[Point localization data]

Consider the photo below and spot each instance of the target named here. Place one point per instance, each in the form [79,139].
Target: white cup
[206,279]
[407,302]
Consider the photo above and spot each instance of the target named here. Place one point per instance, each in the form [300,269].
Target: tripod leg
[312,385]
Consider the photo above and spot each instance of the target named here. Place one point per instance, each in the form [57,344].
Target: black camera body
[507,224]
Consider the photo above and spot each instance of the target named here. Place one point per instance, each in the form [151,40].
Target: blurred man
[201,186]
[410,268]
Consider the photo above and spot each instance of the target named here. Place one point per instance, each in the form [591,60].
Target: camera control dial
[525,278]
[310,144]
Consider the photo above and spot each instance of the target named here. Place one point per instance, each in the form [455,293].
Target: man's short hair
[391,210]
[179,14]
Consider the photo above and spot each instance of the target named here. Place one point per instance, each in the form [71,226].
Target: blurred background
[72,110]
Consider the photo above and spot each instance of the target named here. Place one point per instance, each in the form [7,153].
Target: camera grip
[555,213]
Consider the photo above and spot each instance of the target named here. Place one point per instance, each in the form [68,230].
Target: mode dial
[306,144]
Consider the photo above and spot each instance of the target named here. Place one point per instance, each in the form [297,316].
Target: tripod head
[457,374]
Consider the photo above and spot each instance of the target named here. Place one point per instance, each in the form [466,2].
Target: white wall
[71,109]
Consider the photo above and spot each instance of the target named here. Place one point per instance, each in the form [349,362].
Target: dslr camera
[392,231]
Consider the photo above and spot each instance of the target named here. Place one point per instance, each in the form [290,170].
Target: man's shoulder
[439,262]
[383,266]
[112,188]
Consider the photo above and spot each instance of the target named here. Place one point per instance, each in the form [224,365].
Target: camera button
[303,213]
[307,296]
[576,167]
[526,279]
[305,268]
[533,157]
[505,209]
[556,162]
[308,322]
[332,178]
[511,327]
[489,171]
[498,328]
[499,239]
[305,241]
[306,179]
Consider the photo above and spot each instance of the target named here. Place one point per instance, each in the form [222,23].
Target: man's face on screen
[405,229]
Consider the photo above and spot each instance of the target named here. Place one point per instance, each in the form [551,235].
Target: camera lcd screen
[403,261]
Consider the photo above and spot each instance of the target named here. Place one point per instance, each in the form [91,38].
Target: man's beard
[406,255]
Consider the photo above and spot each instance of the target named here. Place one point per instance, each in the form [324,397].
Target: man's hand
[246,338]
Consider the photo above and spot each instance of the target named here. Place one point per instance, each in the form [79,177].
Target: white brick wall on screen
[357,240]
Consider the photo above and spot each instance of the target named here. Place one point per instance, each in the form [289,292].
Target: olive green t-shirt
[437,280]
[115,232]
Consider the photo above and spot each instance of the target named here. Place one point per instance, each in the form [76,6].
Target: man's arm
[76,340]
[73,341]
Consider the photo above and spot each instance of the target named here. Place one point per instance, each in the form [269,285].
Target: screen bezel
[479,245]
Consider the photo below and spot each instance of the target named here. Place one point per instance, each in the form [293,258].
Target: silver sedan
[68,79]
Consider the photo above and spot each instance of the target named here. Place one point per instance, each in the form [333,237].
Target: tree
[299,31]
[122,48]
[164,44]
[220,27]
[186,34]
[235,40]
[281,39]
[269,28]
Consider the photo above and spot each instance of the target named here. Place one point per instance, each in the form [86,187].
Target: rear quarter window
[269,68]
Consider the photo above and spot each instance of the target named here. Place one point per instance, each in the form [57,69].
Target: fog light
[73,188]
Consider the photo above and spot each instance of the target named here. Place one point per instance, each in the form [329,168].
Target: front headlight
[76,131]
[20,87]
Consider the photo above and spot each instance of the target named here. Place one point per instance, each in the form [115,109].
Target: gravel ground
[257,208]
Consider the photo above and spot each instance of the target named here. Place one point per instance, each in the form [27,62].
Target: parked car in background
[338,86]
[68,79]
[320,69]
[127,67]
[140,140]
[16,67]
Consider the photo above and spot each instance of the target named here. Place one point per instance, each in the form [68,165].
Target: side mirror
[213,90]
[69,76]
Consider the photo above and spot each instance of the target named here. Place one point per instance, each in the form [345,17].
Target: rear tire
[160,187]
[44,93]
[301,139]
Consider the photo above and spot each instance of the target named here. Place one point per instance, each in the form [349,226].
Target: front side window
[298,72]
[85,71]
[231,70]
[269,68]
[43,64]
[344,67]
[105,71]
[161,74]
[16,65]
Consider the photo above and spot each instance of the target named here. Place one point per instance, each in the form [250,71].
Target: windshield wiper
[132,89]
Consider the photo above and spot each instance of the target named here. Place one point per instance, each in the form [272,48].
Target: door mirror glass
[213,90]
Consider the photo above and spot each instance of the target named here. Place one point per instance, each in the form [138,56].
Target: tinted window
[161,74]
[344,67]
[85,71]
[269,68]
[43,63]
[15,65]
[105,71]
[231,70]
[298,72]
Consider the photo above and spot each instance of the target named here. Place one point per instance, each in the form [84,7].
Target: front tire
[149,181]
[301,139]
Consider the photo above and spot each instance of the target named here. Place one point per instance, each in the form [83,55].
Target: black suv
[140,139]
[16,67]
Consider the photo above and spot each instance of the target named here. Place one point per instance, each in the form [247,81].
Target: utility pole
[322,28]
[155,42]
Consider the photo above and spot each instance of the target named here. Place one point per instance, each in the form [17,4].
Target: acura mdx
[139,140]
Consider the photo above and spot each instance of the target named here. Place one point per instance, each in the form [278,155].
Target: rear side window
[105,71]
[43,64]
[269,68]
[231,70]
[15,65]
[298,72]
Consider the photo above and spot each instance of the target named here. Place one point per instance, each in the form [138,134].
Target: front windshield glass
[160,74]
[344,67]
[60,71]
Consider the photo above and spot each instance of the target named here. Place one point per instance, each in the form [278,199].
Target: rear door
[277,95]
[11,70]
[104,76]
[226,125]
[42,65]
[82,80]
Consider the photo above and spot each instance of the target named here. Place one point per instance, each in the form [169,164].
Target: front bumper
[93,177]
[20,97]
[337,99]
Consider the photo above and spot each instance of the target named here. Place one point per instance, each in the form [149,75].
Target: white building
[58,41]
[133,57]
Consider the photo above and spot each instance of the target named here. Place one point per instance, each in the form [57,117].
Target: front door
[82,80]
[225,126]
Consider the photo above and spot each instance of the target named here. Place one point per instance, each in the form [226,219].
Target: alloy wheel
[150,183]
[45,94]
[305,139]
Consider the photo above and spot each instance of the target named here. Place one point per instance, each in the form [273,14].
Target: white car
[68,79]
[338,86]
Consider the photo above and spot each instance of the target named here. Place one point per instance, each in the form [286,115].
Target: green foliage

▸ Problem statement:
All of the records should be transcribed exactly, with nothing left out.

▸ Completed task:
Consider the photo below and spot each instance of the target named here. Place one point per instance, each in the form [79,139].
Target: white cup
[206,279]
[407,302]
Consider the photo above and spot each instance of the target named here. Place one point per instance, each in the form [300,269].
Target: tripod leg
[312,385]
Consider the photo above and spot each instance of the target named here. Place one point per instance, each in the form [57,344].
Target: black camera body
[507,224]
Consider the photo above and spot each instance of the target named here. Place one point per instance, each in the form [151,40].
Target: blurred man
[201,186]
[410,268]
Consider the photo above and spot each instance of the target named here. Place one point per instance, each in the form [591,60].
Target: camera control dial
[525,278]
[310,144]
Consider the photo above and spot each instance of the target named here. Place one point per instance, each in the form [455,293].
Target: man's short hair
[391,210]
[179,14]
Consider the photo above and spot each instance of the target named here. Place one point per instance, each in the form [71,226].
Target: blurred background
[72,110]
Consider the photo above and spot each instance of the target named here. Place one point per instance, each in the form [7,153].
Target: camera grip
[555,213]
Consider the photo above and spot each instance of the target named here. Place one point per instance, each in the form [68,230].
Target: mode dial
[306,144]
Consider the photo above and spot each instance of the target named here. Place one point per instance, each in the form [297,316].
Target: tripod head
[457,374]
Consider the photo above and spot each instance of the target named here. Place one point per instance, each in the form [466,2].
Target: white wall
[71,109]
Consider the photo above and spot each instance of the target named here. Place one point per instance, each in the form [349,362].
Target: dslr camera
[392,231]
Consider the photo above and spot each instance of the target named here. Place one point per instance, each in the form [290,170].
Target: man's shoulder
[439,262]
[383,266]
[112,188]
Consider the photo above and spot each instance of the target named here. Place one point per instance, each in the form [224,365].
Target: camera button
[303,213]
[307,296]
[576,167]
[526,279]
[305,268]
[533,157]
[505,209]
[556,162]
[308,322]
[332,178]
[511,327]
[489,171]
[498,328]
[499,239]
[305,241]
[306,179]
Consider the photo above and spot each instance of the target named here. Place one point per instance, each in the form [222,23].
Target: man's face on screen
[405,229]
Consider the photo above and spot each instance of the target named here. Place one point per instance, each in the form [551,235].
Target: camera lcd screen
[403,261]
Consider the photo above and spot each instance of the target named here. Place one point per instance, each in the form [91,38].
Target: man's beard
[406,255]
Consider the photo above and spot each instance of the target named here. Place one point per instance, each in the form [324,397].
Target: man's hand
[246,338]
Consider the photo above and spot each instance of the target named here. Place one point per instance, each in the form [79,177].
Target: white brick wall on screen
[357,240]
Consider the photo above and spot each instance of the target named here. Place one point per instance, each in the form [289,292].
Target: olive green t-shirt
[437,280]
[115,232]
Consider the photo above and spot each instance of the target named here. Place one point per instance, each in the form [76,6].
Target: man's arm
[76,340]
[73,341]
Consider the photo above and spot each instance of the target named here. Place one point per instance, each in the form [269,285].
Target: screen bezel
[479,245]
Consider the photo below and spot each instance of the target named here. Place one point per instance, each in the form [293,258].
Target: silver sedan
[68,79]
Consider the photo above and spot each instance of the target named here. Place one point per instance, each in the form [333,237].
Target: tree
[299,31]
[122,48]
[164,44]
[220,27]
[186,34]
[235,40]
[281,39]
[269,28]
Consider the photo above and spot each instance of the target named here. Place one point per instance, each in the form [86,187].
Target: rear quarter window
[269,68]
Consider the photo above and spot each instance of the target named here. Place one point per instance, each in the form [57,69].
Target: fog light
[73,188]
Consider the photo above and spot each instance of the target named here. Place one point per instance, each in the form [329,168].
Target: front headlight
[76,131]
[20,87]
Consider the photo above and spot each instance of the target named here. Place one point per instance, each in the form [115,109].
Target: gravel ground
[257,208]
Consider the photo above and spot each instance of the target named here. Place one point per instance, each in the form [27,62].
Target: parked car in background
[338,86]
[68,79]
[320,69]
[127,67]
[140,140]
[16,67]
Consider the photo above and spot each instance of the target named here. Place one point per instance, each in the form [68,165].
Target: side mirror
[213,90]
[69,76]
Consider the photo above and spot each instance of the target named here. Place one point per instance, each in the form [345,17].
Target: rear tire
[160,187]
[44,93]
[301,139]
Consider the photo above and spot each instance of the target named here. Place one point per instance, each in the form [349,226].
Target: front side window
[298,72]
[85,71]
[231,70]
[269,68]
[43,64]
[344,67]
[105,71]
[161,74]
[16,65]
Consider the photo above and spot each instance of the target named here. Place one point per instance, each in the form [250,71].
Target: windshield wiper
[132,89]
Consider the photo above and spot each instance of the target named here. Place one point per instance, each in the form [272,48].
Target: door mirror glass
[213,90]
Consider the photo above and spot each instance of the target named here. Place one point per instance, each in the form [138,56].
Target: tinted window
[161,74]
[344,67]
[85,71]
[269,68]
[43,63]
[15,65]
[105,71]
[231,70]
[298,72]
Consider the photo above and spot each instance of the target named here. Place one point per instance, each in the form [84,7].
Target: front tire
[149,181]
[301,139]
Consider the photo above and spot each instance of the target named here. Place one point per instance, each in the form [83,55].
Target: black suv
[140,139]
[16,67]
Consider the photo above and spot each instance of the target named here. Place one point per instance, each in the form [247,81].
Target: utility pole
[322,28]
[155,42]
Consider the photo above and spot each instance of the target named here. Place one point per instance, each in the form [17,4].
Target: acura mdx
[139,140]
Consider the photo above and spot each instance of the target named here. Place one point per instance, each in the form [278,155].
Target: rear side window
[105,71]
[43,64]
[269,68]
[231,70]
[15,65]
[298,72]
Consider the photo above and spot each instance of the target named here. Place one point per instance, each in the form [138,134].
Target: front windshield glass
[160,74]
[344,67]
[60,71]
Consider the photo above and spot each instance of the target named here. Place one point per instance, each in the form [278,199].
Target: rear door
[277,95]
[11,70]
[104,76]
[226,125]
[42,65]
[82,80]
Consider the photo above and spot each instance of the target named here. Place one point per instance, each in the form [169,164].
Target: front bumper
[93,177]
[20,97]
[337,99]
Consider the photo above and spot each instance of the target named here. Place one point per instance, each in the form [149,75].
Target: white building
[58,41]
[133,57]
Consider the photo above and spot each instance of the target named here. Place one point per instance, each in the form [57,117].
Target: front door
[82,80]
[225,126]
Consider the photo above and spot each instance of the target named here. Place one point per instance, each in the form [226,219].
Target: alloy wheel
[150,183]
[45,94]
[305,139]
Consider the photo above and spot each instance of the target named here. Place one point per instance, each in the form [273,14].
Target: white car
[68,79]
[338,86]
Consider the photo above and spot each instance of the target named here. Place one point per instance, each in the form [286,115].
Target: green foliage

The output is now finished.